La Commission électorale centrale du Kosovo (CEC) a vérifié la participation de 90 entités politiques. Plus précisément, 32 partis politiques, 34 initiatives civiques, une coalition et 23 candidats indépendants. Il y a 1 885 448 électeurs éligibles pour les élections locales. 

Sur les 35 candidats au poste de maire dans 10 municipalités à prédominance serbe, 19 sont serbes, dont trois femmes. Sur les 167 candidats à la tête des 38 municipalités du Kosovo, seuls 13 sont des femmes.  La CEC a également approuvé une liste de 15 577 personnes qui voteront par correspondance depuis l'étranger. 

Les Serbes du Kosovo auront la possibilité de choisir parmi 18 listes de candidats dans 21 municipalités. Plus précisément, les Serbes sont majoritaires dans 10 municipalités et non dans 11. La communauté serbe du nord du Kosovo (municipalités de Kosovska Mitrovica, Zvečan, Zubin Potok et Leposavić) participera pour la troisième fois aux élections locales organisées par les autorités du Kosovo. La campagne électorale a officiellement débuté le 16 septembre 2021.
● ● ● ● ● ● ●
OBJECTIF 1
Répondez aux questions suivantes d'après le texte sur les élections locales au Kosovo.
(a) Combien d'électeurs sont éligibles pour les élections locales ?
(b) Combien de femmes figurent parmi les 167 candidats à la tête des 38 municipalités du Kosovo ?
(c) À quelle date la campagne électorale a-t-elle officiellement débuté ?
OBJECTIF 2
Écrivez la suite du texte sur les élections locales au Kosovo en partant de sa dernière phrase.

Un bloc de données
● ● ● ● ● ● ●
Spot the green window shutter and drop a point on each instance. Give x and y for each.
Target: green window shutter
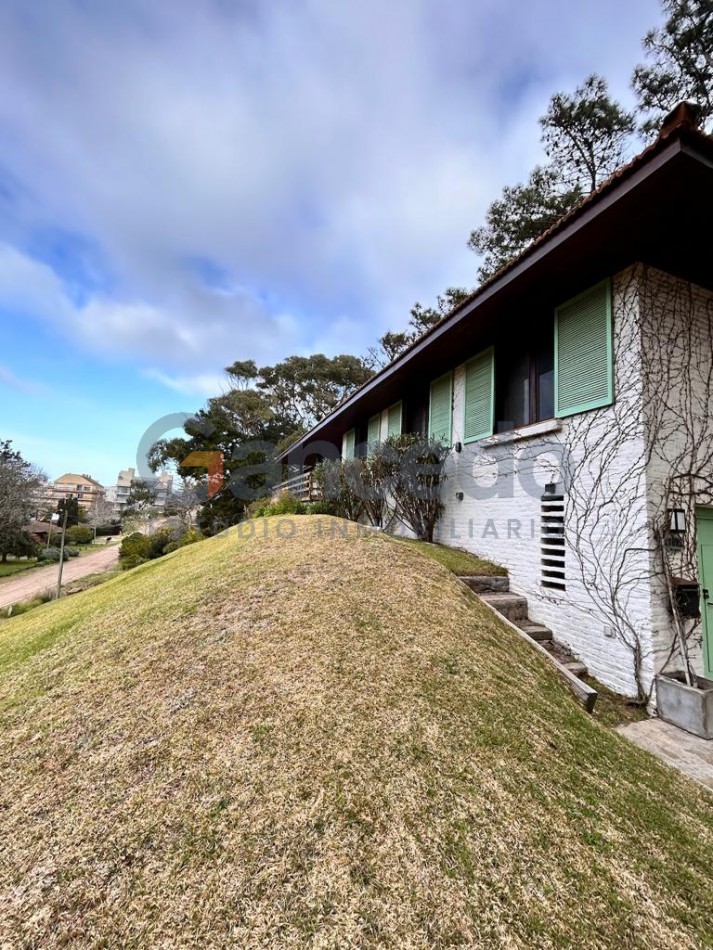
(350, 444)
(479, 396)
(439, 416)
(374, 434)
(394, 420)
(584, 375)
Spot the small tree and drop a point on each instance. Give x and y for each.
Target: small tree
(413, 475)
(20, 483)
(520, 216)
(586, 134)
(342, 484)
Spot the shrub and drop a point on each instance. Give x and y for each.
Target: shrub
(322, 507)
(285, 505)
(342, 485)
(80, 534)
(411, 466)
(138, 548)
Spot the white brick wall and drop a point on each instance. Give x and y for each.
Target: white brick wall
(500, 519)
(601, 457)
(677, 320)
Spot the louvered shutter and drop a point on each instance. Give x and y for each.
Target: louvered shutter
(374, 434)
(479, 396)
(350, 444)
(583, 352)
(394, 420)
(439, 420)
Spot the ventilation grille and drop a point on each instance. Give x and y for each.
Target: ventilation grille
(552, 542)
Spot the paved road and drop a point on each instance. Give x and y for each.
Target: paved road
(35, 581)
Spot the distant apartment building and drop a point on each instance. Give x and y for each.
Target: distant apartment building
(161, 484)
(88, 492)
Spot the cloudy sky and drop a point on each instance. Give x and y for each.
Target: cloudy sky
(184, 183)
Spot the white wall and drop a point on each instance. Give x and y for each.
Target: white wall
(499, 518)
(677, 322)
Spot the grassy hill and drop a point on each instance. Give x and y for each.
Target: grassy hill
(326, 741)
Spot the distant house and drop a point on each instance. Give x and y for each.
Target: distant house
(161, 484)
(575, 389)
(85, 489)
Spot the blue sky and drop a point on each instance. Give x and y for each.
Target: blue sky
(184, 183)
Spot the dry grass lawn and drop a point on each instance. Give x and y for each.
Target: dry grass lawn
(322, 741)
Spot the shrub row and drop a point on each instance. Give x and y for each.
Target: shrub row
(138, 548)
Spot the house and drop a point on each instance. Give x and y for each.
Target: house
(161, 485)
(575, 390)
(88, 492)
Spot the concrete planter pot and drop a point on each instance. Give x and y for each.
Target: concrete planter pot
(688, 707)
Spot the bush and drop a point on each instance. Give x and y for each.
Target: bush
(80, 534)
(138, 548)
(342, 486)
(411, 471)
(322, 508)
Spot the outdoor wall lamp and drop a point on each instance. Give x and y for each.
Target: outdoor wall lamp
(676, 527)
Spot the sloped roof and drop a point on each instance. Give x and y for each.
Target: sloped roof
(679, 126)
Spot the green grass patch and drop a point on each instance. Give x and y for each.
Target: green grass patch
(279, 739)
(461, 563)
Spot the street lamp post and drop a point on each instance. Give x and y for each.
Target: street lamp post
(61, 553)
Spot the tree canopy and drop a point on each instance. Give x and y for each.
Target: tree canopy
(680, 63)
(20, 484)
(586, 135)
(240, 432)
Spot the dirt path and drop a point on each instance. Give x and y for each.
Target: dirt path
(37, 580)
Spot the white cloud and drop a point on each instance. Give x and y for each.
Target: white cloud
(28, 387)
(208, 384)
(332, 157)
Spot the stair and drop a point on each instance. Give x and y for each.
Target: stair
(496, 592)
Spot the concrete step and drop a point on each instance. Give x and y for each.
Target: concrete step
(536, 630)
(509, 605)
(488, 585)
(565, 656)
(576, 668)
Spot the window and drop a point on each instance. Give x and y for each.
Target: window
(394, 421)
(374, 431)
(525, 380)
(583, 347)
(350, 444)
(479, 396)
(440, 409)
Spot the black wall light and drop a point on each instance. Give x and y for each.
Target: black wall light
(676, 527)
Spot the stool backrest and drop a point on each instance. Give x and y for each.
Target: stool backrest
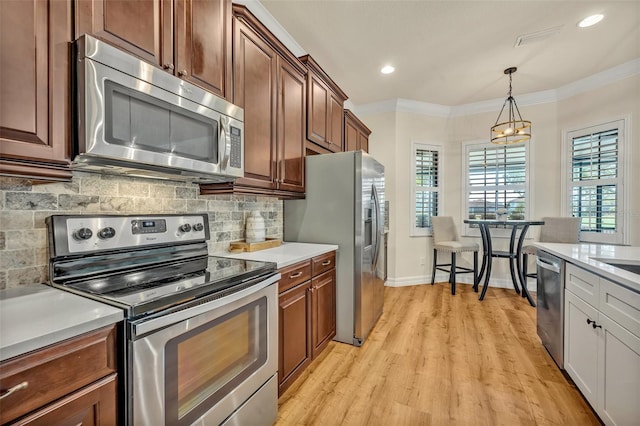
(443, 229)
(560, 230)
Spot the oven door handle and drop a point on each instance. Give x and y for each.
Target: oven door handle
(145, 326)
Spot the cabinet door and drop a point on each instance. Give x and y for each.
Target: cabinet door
(255, 68)
(351, 136)
(34, 88)
(143, 28)
(363, 142)
(619, 374)
(317, 116)
(93, 405)
(294, 336)
(291, 128)
(203, 44)
(335, 118)
(323, 300)
(581, 345)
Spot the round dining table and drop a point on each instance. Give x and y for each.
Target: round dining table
(514, 253)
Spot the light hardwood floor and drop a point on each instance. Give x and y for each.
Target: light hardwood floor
(437, 359)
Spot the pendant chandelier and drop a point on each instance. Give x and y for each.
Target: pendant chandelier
(514, 129)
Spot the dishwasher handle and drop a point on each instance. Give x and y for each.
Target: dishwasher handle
(555, 267)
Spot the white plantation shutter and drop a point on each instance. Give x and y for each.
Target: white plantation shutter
(426, 186)
(595, 182)
(497, 178)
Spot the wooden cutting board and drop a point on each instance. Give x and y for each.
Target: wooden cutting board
(242, 245)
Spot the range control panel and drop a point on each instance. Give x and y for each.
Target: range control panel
(79, 234)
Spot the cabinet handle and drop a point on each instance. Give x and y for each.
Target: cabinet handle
(16, 388)
(593, 324)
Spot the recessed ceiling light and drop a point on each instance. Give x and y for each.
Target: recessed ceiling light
(387, 69)
(590, 20)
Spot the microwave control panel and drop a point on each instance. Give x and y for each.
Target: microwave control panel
(235, 159)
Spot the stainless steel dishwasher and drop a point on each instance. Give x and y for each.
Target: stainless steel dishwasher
(550, 307)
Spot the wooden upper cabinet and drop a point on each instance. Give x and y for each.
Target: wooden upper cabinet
(34, 89)
(144, 28)
(291, 128)
(255, 69)
(203, 44)
(325, 106)
(356, 134)
(269, 82)
(188, 38)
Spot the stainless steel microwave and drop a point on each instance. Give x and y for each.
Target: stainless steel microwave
(132, 118)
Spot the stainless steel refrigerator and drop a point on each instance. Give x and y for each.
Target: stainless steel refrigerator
(344, 205)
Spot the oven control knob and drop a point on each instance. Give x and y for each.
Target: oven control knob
(83, 234)
(106, 233)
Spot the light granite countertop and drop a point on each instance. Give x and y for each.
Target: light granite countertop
(284, 255)
(37, 315)
(592, 257)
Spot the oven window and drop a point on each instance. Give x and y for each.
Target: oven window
(136, 120)
(212, 360)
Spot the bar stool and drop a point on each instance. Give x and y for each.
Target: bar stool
(446, 239)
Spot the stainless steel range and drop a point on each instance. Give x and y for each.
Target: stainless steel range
(200, 332)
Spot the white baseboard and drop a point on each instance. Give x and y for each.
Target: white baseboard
(444, 277)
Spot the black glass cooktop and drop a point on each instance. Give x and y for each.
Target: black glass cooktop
(148, 290)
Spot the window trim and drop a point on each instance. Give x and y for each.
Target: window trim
(623, 124)
(529, 187)
(439, 148)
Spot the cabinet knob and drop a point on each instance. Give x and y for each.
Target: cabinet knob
(593, 324)
(13, 389)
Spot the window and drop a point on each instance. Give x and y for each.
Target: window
(497, 178)
(426, 187)
(595, 181)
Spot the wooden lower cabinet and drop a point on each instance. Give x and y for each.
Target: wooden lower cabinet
(323, 310)
(307, 315)
(70, 383)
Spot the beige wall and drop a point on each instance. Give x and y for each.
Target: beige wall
(550, 121)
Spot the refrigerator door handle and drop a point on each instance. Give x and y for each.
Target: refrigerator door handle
(376, 227)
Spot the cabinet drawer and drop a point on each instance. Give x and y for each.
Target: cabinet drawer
(582, 283)
(56, 371)
(320, 264)
(621, 305)
(294, 275)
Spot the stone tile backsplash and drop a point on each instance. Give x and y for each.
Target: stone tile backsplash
(24, 207)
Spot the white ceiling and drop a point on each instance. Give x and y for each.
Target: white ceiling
(452, 52)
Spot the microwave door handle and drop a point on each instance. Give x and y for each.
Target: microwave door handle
(224, 140)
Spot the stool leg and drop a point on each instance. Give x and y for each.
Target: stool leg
(435, 261)
(525, 260)
(453, 273)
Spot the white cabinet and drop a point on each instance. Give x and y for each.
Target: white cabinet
(602, 345)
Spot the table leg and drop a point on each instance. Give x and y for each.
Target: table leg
(488, 256)
(512, 259)
(525, 290)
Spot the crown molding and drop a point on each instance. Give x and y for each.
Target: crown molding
(595, 81)
(273, 25)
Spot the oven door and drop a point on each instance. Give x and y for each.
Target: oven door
(209, 362)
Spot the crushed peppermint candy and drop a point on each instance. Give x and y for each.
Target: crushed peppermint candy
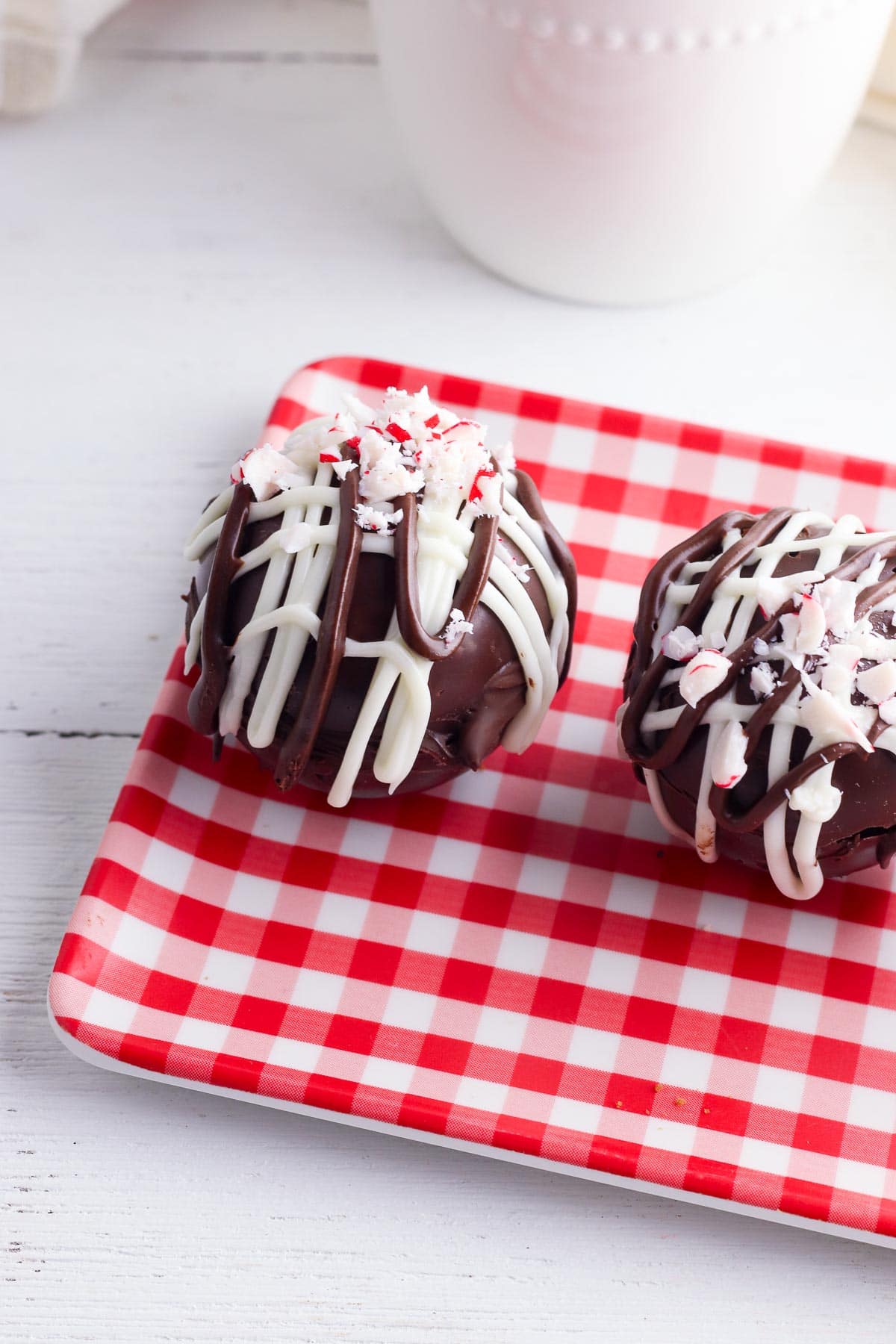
(378, 520)
(879, 682)
(839, 603)
(703, 675)
(408, 447)
(829, 719)
(803, 632)
(774, 593)
(815, 799)
(762, 680)
(682, 644)
(455, 626)
(729, 756)
(294, 535)
(264, 470)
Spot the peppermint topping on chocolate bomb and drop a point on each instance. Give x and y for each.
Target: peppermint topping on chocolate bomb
(385, 539)
(756, 732)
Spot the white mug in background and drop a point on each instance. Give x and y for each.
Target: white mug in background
(623, 151)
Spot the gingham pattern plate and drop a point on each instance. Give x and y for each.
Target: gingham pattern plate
(520, 961)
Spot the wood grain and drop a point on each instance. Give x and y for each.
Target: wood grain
(193, 226)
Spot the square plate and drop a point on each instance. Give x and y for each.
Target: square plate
(520, 962)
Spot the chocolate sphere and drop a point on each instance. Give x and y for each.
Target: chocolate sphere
(381, 605)
(761, 690)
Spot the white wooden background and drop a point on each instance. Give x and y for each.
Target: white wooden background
(220, 202)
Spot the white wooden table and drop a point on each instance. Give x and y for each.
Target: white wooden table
(220, 202)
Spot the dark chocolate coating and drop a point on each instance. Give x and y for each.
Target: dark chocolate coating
(862, 831)
(476, 691)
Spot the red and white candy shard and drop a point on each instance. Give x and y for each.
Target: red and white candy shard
(829, 719)
(803, 632)
(729, 757)
(378, 520)
(839, 603)
(703, 675)
(774, 593)
(264, 470)
(682, 644)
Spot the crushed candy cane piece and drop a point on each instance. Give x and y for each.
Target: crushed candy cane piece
(762, 680)
(729, 756)
(815, 799)
(294, 537)
(457, 626)
(829, 719)
(810, 626)
(680, 644)
(262, 470)
(877, 683)
(839, 601)
(840, 668)
(703, 675)
(378, 520)
(774, 593)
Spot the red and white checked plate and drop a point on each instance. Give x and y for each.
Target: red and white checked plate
(520, 961)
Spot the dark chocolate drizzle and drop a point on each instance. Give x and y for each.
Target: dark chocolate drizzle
(215, 652)
(477, 732)
(645, 671)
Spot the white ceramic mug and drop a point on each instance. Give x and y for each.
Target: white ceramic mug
(623, 151)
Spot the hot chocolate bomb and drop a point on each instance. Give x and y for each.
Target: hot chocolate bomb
(378, 605)
(761, 694)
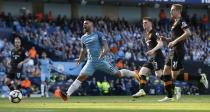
● ● ● ● ● ● ●
RÉPONSE FINALE 1
(a) 1 885 448 électeurs.
(b) 13 femmes.
(c) Le 16 septembre 2021.

RÉPONSE FINALE 2
Le Kosovo continue à avoir des problèmes avec la liste électorale finale, qui n'est pas révisée et n'est pas crédible, car il est illogique que le Kosovo ait plus d'électeurs que de citoyens. 

CSM en attente

L'accord de Bruxelles négocié entre les autorités de Belgrade et de Pristina en 2013 prévoit la création de la Communauté des municipalités serbes (CSM) au Kosovo. La Communauté des municipalités serbes serait établie par un statut, mais serait garantie par les lois du Kosovo. La modification des lois du Kosovo requiert une majorité des deux tiers. Par conséquent, la Communauté des municipalités serbes (CSM) ne peut être dissoute que par une décision des municipalités membres. Bien qu'établi en dehors du cadre juridique du Kosovo, le CSM fait partie intégrante de l'ordre constitutionnel et juridique du Kosovo, et non de la République de Serbie. Les autorités du Kosovo ne veulent pas mettre en œuvre la création du CSM et, à cet égard, se réfèrent à la décision de la Cour constitutionnelle du Kosovo, qui a jugé que 24 dispositions n'étaient pas conformes à la Constitution du Kosovo, en violation de celle-ci.

Les analystes estiment que la création de la Communauté des municipalités serbes serait un moyen de finaliser le dialogue et de signer un accord global juridiquement contraignant sur la normalisation des relations entre Belgrade et Pristina.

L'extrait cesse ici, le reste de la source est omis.